● Data extract
• • • • •
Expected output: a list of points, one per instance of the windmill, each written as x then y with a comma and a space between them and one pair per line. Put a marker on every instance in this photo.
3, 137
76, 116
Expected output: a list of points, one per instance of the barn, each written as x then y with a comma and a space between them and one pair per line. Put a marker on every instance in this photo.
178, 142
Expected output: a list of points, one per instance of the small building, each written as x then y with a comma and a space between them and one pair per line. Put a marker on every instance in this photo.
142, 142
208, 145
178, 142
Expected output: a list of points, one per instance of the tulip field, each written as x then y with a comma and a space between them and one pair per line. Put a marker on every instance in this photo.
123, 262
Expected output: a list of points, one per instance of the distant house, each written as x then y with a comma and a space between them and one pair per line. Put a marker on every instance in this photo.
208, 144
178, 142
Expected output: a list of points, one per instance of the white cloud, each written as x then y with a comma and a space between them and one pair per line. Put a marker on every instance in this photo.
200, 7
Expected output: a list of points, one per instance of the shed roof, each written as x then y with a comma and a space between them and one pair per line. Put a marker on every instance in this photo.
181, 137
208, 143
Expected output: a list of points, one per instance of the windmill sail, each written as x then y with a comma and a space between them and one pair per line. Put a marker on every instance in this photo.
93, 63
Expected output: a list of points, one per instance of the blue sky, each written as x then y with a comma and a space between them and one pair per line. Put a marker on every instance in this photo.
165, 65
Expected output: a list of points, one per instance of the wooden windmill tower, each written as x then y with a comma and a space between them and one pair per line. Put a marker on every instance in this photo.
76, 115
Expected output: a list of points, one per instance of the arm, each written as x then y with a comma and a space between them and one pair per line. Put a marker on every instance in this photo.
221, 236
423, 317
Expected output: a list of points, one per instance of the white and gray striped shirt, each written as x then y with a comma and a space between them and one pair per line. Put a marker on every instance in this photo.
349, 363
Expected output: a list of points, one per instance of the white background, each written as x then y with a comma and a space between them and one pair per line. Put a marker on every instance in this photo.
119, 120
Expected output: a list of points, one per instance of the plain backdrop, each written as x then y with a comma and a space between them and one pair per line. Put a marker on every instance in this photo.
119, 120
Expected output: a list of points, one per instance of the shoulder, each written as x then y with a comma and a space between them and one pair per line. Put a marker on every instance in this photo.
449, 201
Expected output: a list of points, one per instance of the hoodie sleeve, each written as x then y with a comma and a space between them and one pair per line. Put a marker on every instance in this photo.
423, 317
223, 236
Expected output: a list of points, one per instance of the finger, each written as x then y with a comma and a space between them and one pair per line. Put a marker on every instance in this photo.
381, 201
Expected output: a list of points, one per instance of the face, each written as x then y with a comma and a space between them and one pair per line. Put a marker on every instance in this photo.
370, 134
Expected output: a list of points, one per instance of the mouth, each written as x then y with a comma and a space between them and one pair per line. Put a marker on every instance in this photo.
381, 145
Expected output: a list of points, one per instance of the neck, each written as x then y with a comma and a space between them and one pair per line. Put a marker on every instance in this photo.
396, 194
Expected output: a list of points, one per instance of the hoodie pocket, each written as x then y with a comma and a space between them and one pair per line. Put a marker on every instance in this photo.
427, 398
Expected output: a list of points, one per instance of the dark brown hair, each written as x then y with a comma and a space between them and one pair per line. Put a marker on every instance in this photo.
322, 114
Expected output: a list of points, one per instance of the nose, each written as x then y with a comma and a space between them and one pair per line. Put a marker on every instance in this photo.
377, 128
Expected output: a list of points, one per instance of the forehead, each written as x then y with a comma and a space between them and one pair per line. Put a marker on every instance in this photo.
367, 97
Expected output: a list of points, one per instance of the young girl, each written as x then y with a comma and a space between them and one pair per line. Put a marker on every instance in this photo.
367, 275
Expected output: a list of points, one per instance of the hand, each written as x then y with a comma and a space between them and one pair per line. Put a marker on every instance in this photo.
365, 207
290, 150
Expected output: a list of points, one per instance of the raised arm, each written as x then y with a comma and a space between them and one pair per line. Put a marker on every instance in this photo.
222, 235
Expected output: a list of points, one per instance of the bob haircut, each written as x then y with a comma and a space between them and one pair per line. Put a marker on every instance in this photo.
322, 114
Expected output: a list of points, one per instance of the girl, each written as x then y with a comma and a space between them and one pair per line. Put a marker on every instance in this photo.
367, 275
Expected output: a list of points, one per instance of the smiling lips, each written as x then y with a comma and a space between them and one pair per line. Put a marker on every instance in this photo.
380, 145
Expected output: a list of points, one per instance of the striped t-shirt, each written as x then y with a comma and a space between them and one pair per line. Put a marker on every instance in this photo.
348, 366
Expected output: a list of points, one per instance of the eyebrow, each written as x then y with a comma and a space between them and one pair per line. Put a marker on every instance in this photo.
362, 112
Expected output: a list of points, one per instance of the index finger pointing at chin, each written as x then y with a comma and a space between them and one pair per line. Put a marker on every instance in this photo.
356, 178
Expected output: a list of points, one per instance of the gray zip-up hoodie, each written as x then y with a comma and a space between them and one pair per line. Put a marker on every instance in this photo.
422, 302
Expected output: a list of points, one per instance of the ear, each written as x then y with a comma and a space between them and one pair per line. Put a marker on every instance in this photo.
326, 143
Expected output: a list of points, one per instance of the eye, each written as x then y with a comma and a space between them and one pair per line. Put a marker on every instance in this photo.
• • • • •
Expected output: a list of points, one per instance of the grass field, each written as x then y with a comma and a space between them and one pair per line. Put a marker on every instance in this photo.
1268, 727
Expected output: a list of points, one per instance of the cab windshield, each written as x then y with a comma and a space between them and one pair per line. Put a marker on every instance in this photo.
• • • • •
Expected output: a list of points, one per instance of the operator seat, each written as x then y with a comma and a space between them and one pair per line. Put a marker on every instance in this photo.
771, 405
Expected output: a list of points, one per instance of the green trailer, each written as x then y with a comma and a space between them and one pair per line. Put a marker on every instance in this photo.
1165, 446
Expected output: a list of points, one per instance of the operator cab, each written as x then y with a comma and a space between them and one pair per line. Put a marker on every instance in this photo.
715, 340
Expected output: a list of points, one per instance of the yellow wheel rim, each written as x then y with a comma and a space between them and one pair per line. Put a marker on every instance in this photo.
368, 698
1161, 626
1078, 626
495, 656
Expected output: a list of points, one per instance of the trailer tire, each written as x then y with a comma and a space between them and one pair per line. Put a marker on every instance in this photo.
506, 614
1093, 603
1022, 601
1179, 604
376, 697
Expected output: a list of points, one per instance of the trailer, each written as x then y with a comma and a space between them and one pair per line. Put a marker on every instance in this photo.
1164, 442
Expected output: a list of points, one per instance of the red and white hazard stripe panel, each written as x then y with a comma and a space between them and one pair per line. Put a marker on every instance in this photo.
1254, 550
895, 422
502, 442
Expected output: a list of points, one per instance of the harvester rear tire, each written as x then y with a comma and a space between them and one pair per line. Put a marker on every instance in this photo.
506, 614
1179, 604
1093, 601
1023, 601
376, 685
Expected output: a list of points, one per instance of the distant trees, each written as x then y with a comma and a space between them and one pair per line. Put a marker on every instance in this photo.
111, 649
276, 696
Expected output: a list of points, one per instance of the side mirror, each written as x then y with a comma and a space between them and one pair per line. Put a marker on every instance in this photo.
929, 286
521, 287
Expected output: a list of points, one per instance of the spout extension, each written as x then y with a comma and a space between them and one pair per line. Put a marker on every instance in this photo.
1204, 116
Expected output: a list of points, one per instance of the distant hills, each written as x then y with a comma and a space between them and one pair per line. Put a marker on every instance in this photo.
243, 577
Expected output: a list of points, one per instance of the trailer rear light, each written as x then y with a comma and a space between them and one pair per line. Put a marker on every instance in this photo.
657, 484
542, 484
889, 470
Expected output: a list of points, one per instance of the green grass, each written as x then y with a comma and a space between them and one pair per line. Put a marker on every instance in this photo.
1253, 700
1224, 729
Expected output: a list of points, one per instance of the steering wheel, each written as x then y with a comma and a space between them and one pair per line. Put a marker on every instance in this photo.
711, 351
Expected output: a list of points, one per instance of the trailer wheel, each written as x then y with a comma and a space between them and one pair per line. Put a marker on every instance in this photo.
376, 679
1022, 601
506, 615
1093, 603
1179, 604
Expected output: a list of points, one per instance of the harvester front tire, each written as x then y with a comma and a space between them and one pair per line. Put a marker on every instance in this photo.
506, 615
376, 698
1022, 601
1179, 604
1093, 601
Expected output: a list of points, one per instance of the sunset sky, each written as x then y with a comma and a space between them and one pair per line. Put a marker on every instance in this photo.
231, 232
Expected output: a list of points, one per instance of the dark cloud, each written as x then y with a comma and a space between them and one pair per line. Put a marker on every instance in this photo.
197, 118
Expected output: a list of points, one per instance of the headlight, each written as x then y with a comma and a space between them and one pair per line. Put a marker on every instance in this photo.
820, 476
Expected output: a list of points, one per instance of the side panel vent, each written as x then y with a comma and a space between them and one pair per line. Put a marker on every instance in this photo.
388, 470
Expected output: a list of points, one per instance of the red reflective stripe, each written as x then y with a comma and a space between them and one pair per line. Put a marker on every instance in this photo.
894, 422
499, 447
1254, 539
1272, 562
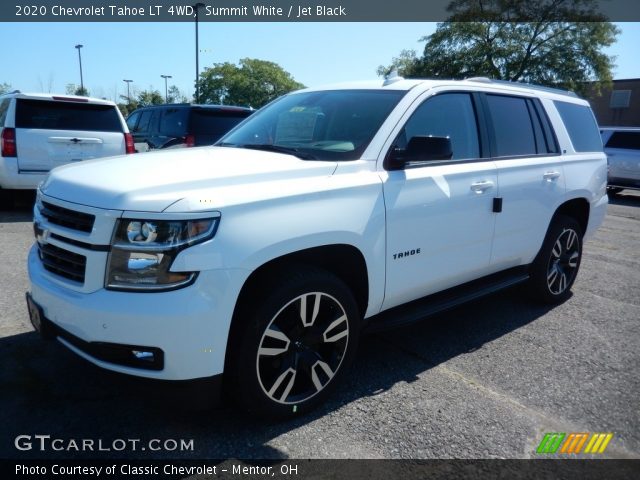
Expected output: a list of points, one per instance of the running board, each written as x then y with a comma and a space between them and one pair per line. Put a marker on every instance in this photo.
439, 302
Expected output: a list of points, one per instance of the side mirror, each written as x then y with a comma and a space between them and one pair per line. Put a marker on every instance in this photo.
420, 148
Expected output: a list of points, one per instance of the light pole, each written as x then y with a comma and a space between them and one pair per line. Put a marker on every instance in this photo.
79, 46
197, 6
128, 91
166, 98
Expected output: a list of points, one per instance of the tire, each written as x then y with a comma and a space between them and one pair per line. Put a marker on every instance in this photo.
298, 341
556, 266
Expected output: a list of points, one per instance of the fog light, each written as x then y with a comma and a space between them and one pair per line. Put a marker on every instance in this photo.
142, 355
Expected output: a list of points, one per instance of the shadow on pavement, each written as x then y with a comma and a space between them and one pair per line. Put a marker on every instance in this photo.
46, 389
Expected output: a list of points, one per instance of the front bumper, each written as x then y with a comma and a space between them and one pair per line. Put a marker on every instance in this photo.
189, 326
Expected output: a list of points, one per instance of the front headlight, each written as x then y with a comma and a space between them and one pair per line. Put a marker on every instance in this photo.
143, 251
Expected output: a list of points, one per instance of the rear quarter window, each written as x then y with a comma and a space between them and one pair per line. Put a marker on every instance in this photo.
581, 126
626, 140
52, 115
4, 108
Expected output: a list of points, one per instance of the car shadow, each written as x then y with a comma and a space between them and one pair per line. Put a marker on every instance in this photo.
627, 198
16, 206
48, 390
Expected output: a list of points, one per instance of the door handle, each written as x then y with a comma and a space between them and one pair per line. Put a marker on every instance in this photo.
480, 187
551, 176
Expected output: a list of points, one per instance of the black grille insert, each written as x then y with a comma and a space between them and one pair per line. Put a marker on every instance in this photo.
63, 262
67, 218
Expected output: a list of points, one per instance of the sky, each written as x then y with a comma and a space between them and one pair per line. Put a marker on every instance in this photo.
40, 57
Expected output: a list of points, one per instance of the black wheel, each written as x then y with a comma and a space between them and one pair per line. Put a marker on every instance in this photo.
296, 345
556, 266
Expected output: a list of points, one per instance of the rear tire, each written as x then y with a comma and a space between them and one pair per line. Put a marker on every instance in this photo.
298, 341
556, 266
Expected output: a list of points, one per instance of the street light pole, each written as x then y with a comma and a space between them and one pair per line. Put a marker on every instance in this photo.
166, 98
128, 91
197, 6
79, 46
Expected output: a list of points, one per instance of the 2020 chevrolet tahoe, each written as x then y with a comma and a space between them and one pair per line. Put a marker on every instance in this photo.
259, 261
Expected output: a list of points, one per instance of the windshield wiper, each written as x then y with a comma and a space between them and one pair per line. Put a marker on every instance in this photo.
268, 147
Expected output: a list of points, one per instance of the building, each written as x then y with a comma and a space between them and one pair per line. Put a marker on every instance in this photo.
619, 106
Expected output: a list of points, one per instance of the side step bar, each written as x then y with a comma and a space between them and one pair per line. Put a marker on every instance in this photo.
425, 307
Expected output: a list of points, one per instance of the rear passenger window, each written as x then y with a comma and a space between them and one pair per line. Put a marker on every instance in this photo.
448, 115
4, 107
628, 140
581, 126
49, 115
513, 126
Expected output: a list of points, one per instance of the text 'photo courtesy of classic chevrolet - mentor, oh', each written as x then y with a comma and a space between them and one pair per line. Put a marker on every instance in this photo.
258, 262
• • • • •
● Exercise
Identify every line in the records that contains the string "tire", and copy each of those lines. Case counts.

● Finished exercise
Expected output: a list of points, one per instance of the trailer tire, each written as x then y with a comma and a space between them and one pair per line. Put a marker on every instance in this photo.
Expected output: a list of points, one per instance of the harvester rear tire, each written as x then y with a comma and a space between them and one pair per line. Put a marker on every instance in this photo.
Expected output: a list of points, one per instance of the harvester front tire, each written as x then y with a comma and a space between them and one pair per line. Put a marker on every instance in this photo.
Expected output: a list of points, one per instance of the tire, each written as x then y with a comma and a space between them and one pair per line. Put a marker on every instance in this photo.
Expected output: a list of points, one per instance of the rear tire, each written as x then y with a comma and a space between them and one pair per line. Put a marker on every instance in this photo.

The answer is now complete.